**Itens listados:**
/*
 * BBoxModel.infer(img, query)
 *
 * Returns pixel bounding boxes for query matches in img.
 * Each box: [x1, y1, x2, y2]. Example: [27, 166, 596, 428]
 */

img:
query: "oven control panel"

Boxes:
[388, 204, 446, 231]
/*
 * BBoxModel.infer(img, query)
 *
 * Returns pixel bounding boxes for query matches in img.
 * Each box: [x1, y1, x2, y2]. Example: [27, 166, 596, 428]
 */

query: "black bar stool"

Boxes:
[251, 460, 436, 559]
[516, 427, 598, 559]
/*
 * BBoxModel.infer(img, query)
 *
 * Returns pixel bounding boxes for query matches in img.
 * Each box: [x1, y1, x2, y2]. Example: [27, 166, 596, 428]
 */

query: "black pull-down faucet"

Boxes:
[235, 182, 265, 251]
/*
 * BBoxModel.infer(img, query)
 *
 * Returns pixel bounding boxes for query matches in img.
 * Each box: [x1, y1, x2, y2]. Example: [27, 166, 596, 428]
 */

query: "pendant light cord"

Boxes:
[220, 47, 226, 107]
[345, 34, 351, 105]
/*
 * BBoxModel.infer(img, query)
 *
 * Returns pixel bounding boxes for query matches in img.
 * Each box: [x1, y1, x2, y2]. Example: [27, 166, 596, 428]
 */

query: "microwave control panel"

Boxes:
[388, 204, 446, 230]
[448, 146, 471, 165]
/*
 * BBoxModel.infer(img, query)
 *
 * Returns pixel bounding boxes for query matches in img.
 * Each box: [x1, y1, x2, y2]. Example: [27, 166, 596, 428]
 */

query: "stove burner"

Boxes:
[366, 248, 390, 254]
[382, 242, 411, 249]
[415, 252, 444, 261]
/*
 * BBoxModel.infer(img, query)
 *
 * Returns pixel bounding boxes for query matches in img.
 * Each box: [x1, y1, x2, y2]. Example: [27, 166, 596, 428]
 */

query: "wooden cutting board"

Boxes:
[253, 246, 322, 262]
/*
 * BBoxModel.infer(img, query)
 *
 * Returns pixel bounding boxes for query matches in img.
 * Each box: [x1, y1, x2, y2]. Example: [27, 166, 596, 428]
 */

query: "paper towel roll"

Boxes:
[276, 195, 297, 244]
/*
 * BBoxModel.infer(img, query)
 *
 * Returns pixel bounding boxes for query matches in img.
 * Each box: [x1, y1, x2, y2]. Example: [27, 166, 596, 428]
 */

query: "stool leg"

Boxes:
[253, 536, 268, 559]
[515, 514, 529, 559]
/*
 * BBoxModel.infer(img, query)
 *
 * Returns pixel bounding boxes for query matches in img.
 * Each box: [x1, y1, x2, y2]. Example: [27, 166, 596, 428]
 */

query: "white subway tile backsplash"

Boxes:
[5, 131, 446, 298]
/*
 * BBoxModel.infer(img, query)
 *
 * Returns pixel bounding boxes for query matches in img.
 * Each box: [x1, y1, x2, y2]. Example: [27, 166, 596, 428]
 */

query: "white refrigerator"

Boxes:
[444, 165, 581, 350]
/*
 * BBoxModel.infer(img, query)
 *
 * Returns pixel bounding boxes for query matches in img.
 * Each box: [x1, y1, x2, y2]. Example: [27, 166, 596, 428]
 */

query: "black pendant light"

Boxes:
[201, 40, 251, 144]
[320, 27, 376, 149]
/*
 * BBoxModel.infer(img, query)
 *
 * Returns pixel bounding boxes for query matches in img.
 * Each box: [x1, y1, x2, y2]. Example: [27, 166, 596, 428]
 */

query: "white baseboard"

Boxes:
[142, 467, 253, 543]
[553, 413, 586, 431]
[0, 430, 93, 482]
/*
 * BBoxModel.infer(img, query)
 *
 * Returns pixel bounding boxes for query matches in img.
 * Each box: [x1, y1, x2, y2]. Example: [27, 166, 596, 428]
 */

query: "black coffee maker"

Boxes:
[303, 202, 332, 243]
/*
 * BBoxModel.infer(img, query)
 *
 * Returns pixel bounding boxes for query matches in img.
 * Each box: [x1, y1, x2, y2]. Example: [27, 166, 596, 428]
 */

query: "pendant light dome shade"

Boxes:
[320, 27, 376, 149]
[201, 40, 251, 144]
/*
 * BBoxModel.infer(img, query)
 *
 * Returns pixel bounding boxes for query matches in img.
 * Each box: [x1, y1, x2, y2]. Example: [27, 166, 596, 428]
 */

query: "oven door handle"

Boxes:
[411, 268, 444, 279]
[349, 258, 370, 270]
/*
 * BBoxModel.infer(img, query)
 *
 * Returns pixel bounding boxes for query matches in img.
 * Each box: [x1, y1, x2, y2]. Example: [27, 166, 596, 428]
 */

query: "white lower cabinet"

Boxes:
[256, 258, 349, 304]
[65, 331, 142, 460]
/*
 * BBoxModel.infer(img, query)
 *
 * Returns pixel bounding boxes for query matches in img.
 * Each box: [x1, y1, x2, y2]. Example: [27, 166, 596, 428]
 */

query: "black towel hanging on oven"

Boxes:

**Tarefa a realizar:** Por favor, conte quantas linhas dos itens acima contêm a palavra "stool", levando em conta maiúsculas e minúsculas. Responda apenas com o número.

**A solução:** 2